**Short task 1:** In the forum thread, what gameplay time does the post about Fire Emblem: Genealogy of The Holy War report?

Just finished S-rank tournament on Naruto Shippuden Ninja Staorm Revolution on PC. Now just to unlock a few more characters. Cool game, but the fighting system is a bit bland, it just looks cool but its slow doesn't have much dept to it. I think the Ultimate Ninja series on PS2 was a better Naruto fighting game. 
Why i'm playing this game? I was just curious about the Storm series, so i got it for cheap on Steam.


----------



## jesterscourt (Jul 9, 2019)

Kingdom Hearts 3.


----------



## Fates-Blade-900 (Jul 9, 2019)

Fire Emblem: Genealogy of The Holy War, it was extremely hard to get to the ending, and took an extremely long time. Gameplay time for the record: 109:17+ (since I used save states and stuff.)


----------



## EmulateLife (Jul 14, 2019)

Castlevania Order of Ecclesia DS (injected on Wii U) 8.6/10 

After beating Bloodstained I wanted to beat the only Castle-Metroid-vania I hadn't beat. This was different as you go to a lot shorter areas but a lot more of them. However towards the end it's more of a traditional Castlevania game.

--------------------- MERGED ---------------------------



RaptorDMG said:


> I completed Half Life for the first time last week



This is actually #1 on my list to beat now after Order of Ecclesia. I have played some of it I think I'm on level 6 or so. Only Half Life I haven't beaten.


----------



## MrCokeacola (Jul 16, 2019)

**Rows:**
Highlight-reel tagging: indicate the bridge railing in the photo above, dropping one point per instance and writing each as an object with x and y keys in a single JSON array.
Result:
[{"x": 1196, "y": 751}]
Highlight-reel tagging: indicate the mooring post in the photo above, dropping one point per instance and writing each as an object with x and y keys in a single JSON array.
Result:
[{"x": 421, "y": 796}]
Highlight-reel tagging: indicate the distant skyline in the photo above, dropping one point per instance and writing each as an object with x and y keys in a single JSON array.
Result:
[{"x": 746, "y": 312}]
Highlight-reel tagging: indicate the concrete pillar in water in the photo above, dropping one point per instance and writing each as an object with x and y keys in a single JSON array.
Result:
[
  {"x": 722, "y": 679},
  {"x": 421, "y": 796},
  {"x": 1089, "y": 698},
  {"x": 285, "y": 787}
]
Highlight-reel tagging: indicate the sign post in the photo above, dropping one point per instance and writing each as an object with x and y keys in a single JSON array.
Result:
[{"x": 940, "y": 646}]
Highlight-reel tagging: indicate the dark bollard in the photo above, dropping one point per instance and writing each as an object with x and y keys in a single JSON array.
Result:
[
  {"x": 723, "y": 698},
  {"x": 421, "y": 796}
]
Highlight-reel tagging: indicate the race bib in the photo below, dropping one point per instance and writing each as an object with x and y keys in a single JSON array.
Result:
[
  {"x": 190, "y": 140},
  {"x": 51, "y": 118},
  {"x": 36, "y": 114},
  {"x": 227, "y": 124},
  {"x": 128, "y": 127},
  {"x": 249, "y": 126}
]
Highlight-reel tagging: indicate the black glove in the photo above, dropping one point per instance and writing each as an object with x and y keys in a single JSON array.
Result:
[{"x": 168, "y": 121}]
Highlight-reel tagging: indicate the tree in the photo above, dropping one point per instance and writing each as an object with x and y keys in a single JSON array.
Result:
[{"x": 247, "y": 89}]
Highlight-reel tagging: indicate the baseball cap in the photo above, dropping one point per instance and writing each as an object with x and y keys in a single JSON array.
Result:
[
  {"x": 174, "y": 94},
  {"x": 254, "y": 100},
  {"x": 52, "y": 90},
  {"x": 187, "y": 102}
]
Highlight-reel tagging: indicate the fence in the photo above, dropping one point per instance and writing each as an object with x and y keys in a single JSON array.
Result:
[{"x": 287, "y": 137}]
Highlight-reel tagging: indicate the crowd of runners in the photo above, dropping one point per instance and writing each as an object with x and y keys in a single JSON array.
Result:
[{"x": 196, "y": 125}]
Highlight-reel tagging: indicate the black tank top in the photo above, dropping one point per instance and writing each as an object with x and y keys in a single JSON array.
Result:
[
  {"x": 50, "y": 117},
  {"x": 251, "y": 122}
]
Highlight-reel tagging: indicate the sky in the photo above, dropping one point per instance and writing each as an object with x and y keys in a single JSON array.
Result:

**Short task 2:** Return the records without changes, beginning at the line that has "Highlight-reel tagging: indicate the fence" and stopping at the end of the records.

**Written reply 1:** 109:17+

**Written reply 2:**
Highlight-reel tagging: indicate the fence in the photo above, dropping one point per instance and writing each as an object with x and y keys in a single JSON array.
Result:
[{"x": 287, "y": 137}]
Highlight-reel tagging: indicate the crowd of runners in the photo above, dropping one point per instance and writing each as an object with x and y keys in a single JSON array.
Result:
[{"x": 196, "y": 125}]
Highlight-reel tagging: indicate the black tank top in the photo above, dropping one point per instance and writing each as an object with x and y keys in a single JSON array.
Result:
[
  {"x": 50, "y": 117},
  {"x": 251, "y": 122}
]
Highlight-reel tagging: indicate the sky in the photo above, dropping one point per instance and writing each as an object with x and y keys in a single JSON array.
Result:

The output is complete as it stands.